Count the lines of the records below that contain the string "bicycle", matching case exactly, and state only that number.

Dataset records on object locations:

:::::

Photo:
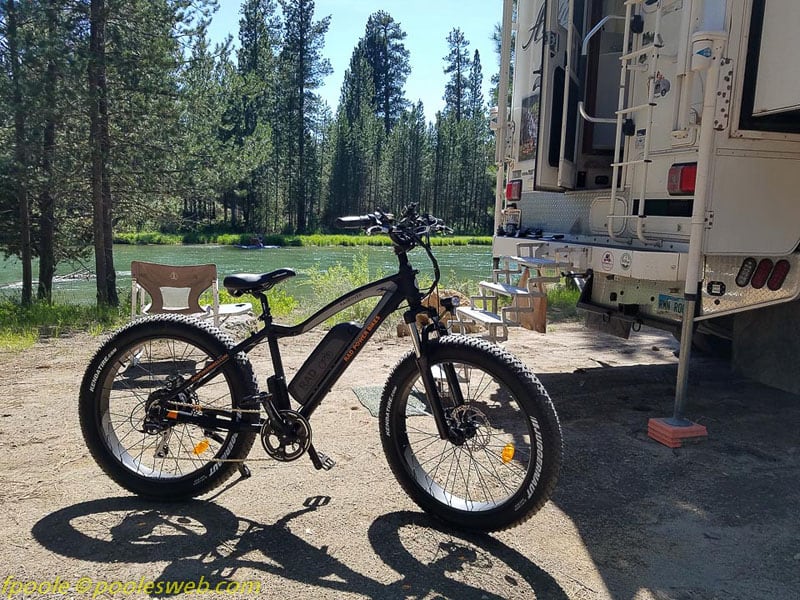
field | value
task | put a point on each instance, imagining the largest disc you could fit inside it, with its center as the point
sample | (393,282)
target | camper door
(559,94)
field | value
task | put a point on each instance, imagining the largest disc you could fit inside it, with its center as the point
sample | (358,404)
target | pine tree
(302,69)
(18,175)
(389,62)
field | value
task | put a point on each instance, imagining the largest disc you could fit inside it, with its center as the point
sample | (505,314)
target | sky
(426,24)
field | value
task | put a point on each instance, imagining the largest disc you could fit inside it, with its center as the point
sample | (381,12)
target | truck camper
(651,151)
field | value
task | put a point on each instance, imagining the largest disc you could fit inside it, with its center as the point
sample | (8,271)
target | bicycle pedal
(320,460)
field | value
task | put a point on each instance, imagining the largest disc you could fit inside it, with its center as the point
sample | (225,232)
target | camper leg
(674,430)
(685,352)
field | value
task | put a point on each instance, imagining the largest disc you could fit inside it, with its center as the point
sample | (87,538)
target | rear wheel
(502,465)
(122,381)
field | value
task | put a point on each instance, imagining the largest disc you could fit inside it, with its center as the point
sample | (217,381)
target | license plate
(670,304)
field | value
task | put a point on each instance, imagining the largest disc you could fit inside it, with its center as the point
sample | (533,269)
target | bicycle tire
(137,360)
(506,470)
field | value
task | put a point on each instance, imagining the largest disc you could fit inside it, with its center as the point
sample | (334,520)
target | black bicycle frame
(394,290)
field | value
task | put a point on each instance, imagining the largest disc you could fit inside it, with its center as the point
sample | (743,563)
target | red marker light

:::::

→ **RESULT**
3